#### WORK TO BE COMPLETED:
Update the moving-day story from "Chris kept insisting" down to "forgotten to pack.", changing "fledgling relationship" to "new relationship".
━━━━━ TEXT SECTION
And as the morning of Moving Day would dawn I’d be seized by angst and panic knowing that this would be another day filled with my friends scolding and mocking me in between fantasies of crushing me under my boxes.

When it was time for move #6, Chris and I had been dating for exactly 10 weeks. I was moving from a shared apartment into basically a single room in a town house. I had downsized to the point where everything fit comfortably inside a 4X8 trailer with room to spare.

Chris kept insisting that he and I could do the move alone. I explained that moving me is always a disaster. I explained about the years of lectures and threats to end friendships from other people who had moved me. He always responded with a variation of “You worry too much. I’m sure it will be fine.”

I wanted to believe him, but couldn’t trust that our fledgling relationship could handle the weight of all my possessions carried one at a time.

So I called in some favors and managed to get two friends to help us with the move, and thank god I did. Not so much because of the volume of stuff to be carried, but because having the extra people helped distract Chris’s attention when someone moved my closet door, or my bed, and uncovered a new pile of stuff I’d forgotten to pack.
━━━━━━━━━━
━━━━━ COLLECTED DATA
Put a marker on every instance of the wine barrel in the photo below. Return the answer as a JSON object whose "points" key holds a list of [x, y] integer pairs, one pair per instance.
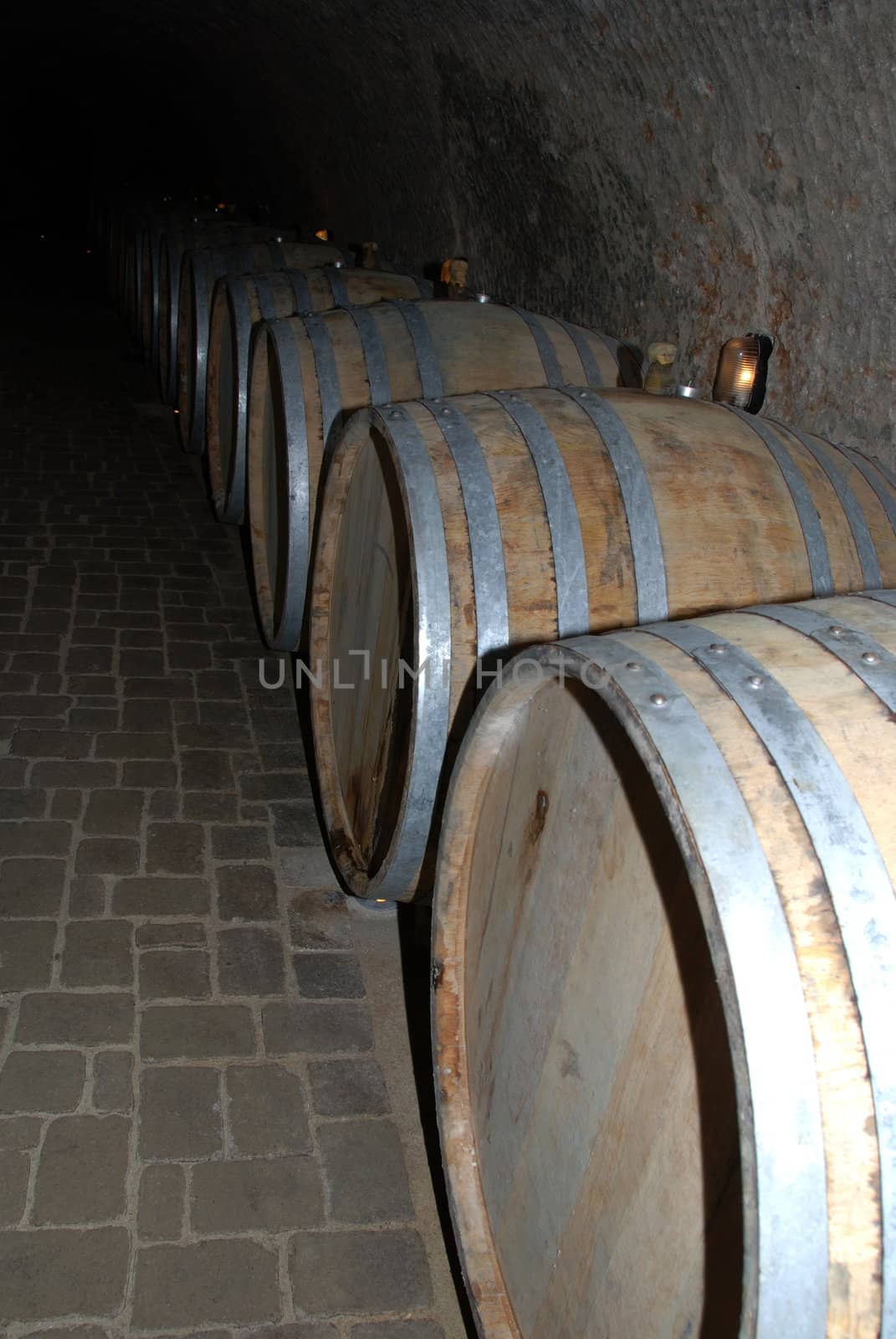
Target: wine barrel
{"points": [[174, 245], [453, 531], [200, 269], [307, 372], [238, 301], [664, 988]]}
━━━━━━━━━━
#### SOLUTION:
Chris kept insisting that he and I could do the move alone. I explained that moving me is always a disaster. I explained about the years of lectures and threats to end friendships from other people who had moved me. He always responded with a variation of “You worry too much. I’m sure it will be fine.”

I wanted to believe him, but couldn’t trust that our new relationship could handle the weight of all my possessions carried one at a time.

So I called in some favors and managed to get two friends to help us with the move, and thank god I did. Not so much because of the volume of stuff to be carried, but because having the extra people helped distract Chris’s attention when someone moved my closet door, or my bed, and uncovered a new pile of stuff I’d forgotten to pack.